- _Extract to read_:
════════════════

- Genre: Sitcom
- Created by: Emily Kapnek
- Based on: Suburgatory: Twisted Tales from Darkest Suburbia by Linda Keenan
- Starring: Jeremy Sisto; Jane Levy; Ana Gasteyer; Rex Lee; Carly Chaikin; Allie Grant; Chris Parnell; Alan Tudyk; Cheryl Hines;
- Narrated by: Jane Levy
- Opening theme: "Pleasant Nightmare" by Alih Jey
- Composer: Jared Faber
- Country of origin: United States
- Original language: English
- No. of seasons: 3
- No. of episodes: 57 (list of episodes)

Production
- Executive producers: Emily Kapnek; Michael Fresco;
- Producers: Peter Burrell; Morgan Sackett (pilot only); Jill Danton; Ken Whittingham; Annie Weisman; Andrew Guest;
- Camera setup: Single-camera
- Running time: 22 minutes
- Production companies: Piece of Pie Productions; Warner Bros. Television;

Original release
- Network: ABC
- Release: September 28, 2011 – May 14, 2014

= Suburgatory =

Suburgatory is an American television sitcom created by Emily Kapnek that aired on ABC from September 28, 2011, to May 14, 2014. The series originally aired on Wednesday nights at 8:30/7:30 Central following The Middle. The title is a portmanteau, devised by former CNN Senior Producer Linda Keenan, of the words "suburban" and "purgatory". On May 9, 2014, Suburgatory was canceled by ABC after three seasons.

==Premise==
The series follows single father George Altman, who has been raising his daughter Tessa in a New York City apartment and providing for her with his job as an architect ever since his wife divorced him when Tessa was still an infant. Upon discovering a box of condoms in Tessa's bedroom drawer, he decides they should move to the suburbs, believing this environment will be more wholesome. Once in the suburban community of Chatswin, the Altmans quickly discover how much they do not fit in with the upper middle class lifestyles of their neighbors, and must learn to navigate the politics of their new surroundings.

==Episodes==

| Season | Episodes |  | Originally released |  |
| First released | Last released |
| 1 | 22 |  | September 28, 2011 | May 16, 2012 |
| 2 | 22 |  | October 17, 2012 | April 17, 2013 |
| 3 | 13 |  | January 15, 2014 | May 14, 2014 |

==Cast==

| Actor | Character | Season 1 | Season 2 | Season 3 |
|---|---|---|---|---|
| Jeremy Sisto | George Altman | Main |  |  |
| Jane Levy | Tessa Altman | Main |  |  |
| Carly Chaikin | Dalia Oprah Royce | Main |  |  |
| Allie Grant | Lisa Marie Shay LeFrique | Main |  |  |
| Cheryl Hines | Dallas Royce | Main |  |  |
| Ana Gasteyer | Sheila Shay | Main |  |  |
| Alan Tudyk | Noah Werner | Main |  | Recurring |
| Rex Lee | Lee Wolfe | Main |  |  |
| Chris Parnell | Fred Shay | Recurring | Main |  |

===Main cast===
- Jeremy Sisto as George Altman, a single father and architect from New York City, who decides to move upstate to the suburbs wanting a better life for his daughter, Tessa.

════════════════

- _Problems_:
1. List every producer named in the Suburgatory article, not counting the executive producers.
2. Pick up the Suburgatory article right after its last sentence and keep it going.

════════════════

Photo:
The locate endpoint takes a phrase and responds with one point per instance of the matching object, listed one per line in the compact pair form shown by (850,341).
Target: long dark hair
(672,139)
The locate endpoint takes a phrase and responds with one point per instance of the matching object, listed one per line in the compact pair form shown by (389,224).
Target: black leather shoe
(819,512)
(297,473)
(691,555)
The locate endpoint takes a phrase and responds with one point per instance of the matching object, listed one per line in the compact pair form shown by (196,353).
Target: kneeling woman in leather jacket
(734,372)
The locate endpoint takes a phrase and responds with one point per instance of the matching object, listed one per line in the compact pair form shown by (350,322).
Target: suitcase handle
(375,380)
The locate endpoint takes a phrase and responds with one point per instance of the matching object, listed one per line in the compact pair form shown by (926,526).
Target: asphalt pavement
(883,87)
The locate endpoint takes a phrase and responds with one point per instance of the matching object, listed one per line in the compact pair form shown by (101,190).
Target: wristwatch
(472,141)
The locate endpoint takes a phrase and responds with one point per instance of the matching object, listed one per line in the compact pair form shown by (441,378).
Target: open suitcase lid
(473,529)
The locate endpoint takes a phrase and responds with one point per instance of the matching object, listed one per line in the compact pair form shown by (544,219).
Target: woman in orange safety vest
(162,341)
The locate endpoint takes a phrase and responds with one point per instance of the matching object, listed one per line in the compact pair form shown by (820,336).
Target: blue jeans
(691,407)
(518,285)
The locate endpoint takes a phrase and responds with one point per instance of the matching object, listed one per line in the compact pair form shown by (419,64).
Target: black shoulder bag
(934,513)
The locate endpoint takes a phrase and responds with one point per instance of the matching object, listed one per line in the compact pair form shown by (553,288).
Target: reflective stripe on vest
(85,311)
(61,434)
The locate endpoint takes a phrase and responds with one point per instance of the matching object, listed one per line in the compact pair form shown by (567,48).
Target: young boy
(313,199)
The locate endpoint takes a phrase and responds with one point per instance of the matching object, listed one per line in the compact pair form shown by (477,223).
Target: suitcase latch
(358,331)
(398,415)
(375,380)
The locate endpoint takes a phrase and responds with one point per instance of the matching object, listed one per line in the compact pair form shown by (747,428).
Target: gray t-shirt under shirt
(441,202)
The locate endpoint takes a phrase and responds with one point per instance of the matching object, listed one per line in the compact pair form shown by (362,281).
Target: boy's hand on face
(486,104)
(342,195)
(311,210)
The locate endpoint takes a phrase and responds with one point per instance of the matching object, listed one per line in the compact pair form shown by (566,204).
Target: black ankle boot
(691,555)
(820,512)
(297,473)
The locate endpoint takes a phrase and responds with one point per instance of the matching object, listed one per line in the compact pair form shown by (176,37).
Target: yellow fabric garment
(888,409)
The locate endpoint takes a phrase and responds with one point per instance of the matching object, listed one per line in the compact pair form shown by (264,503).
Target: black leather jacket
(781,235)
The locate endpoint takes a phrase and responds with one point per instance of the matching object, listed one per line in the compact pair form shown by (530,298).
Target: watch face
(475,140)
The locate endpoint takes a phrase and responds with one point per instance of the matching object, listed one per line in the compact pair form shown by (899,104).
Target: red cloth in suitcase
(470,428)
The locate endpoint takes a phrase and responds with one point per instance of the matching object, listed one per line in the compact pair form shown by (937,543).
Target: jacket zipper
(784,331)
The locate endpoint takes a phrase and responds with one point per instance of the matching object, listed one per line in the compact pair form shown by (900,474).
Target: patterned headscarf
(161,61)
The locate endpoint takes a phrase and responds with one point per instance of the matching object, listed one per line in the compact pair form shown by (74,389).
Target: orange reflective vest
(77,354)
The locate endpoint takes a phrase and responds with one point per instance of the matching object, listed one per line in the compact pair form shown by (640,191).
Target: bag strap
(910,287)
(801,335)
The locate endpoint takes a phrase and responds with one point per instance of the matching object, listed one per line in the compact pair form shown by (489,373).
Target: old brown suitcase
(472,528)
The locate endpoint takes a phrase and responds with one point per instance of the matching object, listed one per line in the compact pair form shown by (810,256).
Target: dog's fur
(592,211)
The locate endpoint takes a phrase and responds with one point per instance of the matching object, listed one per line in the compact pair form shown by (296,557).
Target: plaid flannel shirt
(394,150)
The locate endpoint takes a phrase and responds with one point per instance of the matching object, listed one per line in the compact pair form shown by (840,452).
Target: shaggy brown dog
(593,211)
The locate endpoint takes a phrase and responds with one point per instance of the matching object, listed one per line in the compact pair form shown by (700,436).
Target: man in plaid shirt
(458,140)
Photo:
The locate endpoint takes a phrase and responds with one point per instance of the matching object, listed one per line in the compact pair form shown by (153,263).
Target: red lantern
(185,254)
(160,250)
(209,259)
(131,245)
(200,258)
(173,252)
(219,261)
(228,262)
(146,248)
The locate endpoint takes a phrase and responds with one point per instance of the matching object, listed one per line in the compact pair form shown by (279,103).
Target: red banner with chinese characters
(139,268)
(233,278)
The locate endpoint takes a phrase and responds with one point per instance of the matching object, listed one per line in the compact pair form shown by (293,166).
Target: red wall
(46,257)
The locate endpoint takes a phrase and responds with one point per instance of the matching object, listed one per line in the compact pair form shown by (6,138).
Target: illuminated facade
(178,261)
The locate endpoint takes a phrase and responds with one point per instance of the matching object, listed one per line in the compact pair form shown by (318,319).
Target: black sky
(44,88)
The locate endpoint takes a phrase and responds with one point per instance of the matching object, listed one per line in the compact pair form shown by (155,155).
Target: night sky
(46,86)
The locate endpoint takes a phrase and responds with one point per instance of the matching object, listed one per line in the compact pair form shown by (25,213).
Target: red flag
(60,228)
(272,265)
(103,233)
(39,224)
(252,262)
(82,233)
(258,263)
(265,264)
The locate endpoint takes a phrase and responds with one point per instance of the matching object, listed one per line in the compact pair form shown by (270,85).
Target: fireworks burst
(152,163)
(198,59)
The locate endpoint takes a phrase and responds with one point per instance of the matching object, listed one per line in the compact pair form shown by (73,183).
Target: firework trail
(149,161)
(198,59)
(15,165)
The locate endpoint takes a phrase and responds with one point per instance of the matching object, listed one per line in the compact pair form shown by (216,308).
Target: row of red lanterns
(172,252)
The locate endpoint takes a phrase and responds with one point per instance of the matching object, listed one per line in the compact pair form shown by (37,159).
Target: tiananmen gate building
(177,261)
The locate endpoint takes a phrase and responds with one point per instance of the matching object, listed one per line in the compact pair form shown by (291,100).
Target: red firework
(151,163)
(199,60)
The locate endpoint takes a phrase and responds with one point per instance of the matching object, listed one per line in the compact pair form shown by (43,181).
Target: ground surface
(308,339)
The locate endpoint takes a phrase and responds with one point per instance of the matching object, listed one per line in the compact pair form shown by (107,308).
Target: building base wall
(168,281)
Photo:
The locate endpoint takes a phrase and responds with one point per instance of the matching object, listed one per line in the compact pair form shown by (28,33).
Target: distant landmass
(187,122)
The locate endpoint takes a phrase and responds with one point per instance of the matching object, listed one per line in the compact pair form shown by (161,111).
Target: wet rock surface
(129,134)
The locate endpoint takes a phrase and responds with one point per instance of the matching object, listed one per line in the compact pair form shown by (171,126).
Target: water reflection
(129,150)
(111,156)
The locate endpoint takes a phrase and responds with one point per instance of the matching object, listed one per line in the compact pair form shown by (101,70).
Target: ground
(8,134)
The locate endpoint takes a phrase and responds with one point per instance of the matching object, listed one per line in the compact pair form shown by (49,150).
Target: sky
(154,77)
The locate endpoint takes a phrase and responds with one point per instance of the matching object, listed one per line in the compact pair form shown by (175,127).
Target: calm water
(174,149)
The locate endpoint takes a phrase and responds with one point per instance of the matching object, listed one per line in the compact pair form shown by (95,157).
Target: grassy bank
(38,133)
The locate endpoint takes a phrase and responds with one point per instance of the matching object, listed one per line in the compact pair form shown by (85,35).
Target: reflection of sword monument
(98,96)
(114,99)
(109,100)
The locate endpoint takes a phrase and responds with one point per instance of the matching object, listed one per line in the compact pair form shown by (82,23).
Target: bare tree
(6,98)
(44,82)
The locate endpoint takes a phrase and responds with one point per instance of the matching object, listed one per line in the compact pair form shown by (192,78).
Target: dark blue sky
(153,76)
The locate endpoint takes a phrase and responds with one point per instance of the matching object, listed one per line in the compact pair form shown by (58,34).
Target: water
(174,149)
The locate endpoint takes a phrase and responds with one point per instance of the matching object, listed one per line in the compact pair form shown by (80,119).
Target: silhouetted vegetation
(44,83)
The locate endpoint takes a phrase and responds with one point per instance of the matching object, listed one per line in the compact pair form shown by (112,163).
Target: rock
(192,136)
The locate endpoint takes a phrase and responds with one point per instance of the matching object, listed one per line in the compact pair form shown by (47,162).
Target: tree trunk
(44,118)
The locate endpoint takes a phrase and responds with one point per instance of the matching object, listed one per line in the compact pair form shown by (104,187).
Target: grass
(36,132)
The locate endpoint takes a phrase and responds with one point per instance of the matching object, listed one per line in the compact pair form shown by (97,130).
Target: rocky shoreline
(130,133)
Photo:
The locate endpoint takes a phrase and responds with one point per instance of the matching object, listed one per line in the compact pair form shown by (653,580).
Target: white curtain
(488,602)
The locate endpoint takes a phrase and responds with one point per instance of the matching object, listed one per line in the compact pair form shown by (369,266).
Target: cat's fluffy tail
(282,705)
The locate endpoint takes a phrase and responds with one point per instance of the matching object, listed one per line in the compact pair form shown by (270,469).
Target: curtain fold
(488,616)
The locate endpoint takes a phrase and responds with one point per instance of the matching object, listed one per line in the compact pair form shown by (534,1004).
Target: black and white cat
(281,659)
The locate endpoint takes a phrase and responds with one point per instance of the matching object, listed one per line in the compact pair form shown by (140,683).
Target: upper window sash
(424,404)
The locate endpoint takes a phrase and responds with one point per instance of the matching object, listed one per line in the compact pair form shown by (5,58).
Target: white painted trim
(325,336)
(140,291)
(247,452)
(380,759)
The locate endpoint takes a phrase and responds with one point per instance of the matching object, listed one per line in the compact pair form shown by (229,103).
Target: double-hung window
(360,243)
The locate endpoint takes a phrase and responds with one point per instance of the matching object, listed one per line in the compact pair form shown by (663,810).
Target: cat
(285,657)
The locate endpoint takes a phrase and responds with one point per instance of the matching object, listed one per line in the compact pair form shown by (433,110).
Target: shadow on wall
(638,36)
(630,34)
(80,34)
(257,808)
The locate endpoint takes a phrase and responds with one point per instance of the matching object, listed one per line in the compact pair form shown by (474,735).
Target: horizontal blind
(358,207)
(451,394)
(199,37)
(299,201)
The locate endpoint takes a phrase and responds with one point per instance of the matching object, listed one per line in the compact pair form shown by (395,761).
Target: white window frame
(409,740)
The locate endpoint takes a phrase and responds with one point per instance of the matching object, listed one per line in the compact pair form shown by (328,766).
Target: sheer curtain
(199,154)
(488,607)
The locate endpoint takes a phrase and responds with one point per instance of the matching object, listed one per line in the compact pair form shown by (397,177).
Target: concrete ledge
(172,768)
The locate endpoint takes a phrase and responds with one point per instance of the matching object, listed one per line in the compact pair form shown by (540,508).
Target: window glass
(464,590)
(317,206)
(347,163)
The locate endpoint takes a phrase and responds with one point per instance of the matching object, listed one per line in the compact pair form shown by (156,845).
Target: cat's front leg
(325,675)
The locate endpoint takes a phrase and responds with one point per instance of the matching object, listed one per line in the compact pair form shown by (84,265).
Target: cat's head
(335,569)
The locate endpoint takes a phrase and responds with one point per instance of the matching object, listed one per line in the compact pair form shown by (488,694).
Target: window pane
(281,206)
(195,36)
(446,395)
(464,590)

════════════════

- _Per-task outputs_:
1. Peter Burrell, Morgan Sackett (pilot only), Jill Danton, Ken Whittingham, Annie Weisman, Andrew Guest

2.
- Jane Levy as Tessa Altman, George's daughter, who is less than thrilled about her new suburban surroundings. She maintains a romanticized idea of living in the city.
- Carly Chaikin as Dalia Oprah Royce, a materialistic and fashion-driven valley girl in the popular group at school who becomes Tessa's rival.
- Allie Grant as Lisa Marie Shay LeFrique, Tessa's best friend. She is rather awkward and often very embarrassed by her family.
- Alan Tudyk as Noah Werner, George's best friend, who is a dentist. He often helps George assimilate into suburban culture, having moved out of the city some years earlier.
- Cheryl Hines as Dallas Royce, Dalia's mother and George's neighbor and later girlfriend.
- Rex Lee as Mr. Wolfe, the school guidance counselor, who is always in a good mood. He is openly gay, after being inspired by Tessa to come out.
- Ana Gasteyer as Sheila Shay, George and Tessa's nosy neighbor who lives directly across the street.
- Chris Parnell as Fred Shay, Sheila's husband and Lisa's father. He is also the adoptive father to Ryan and Victor.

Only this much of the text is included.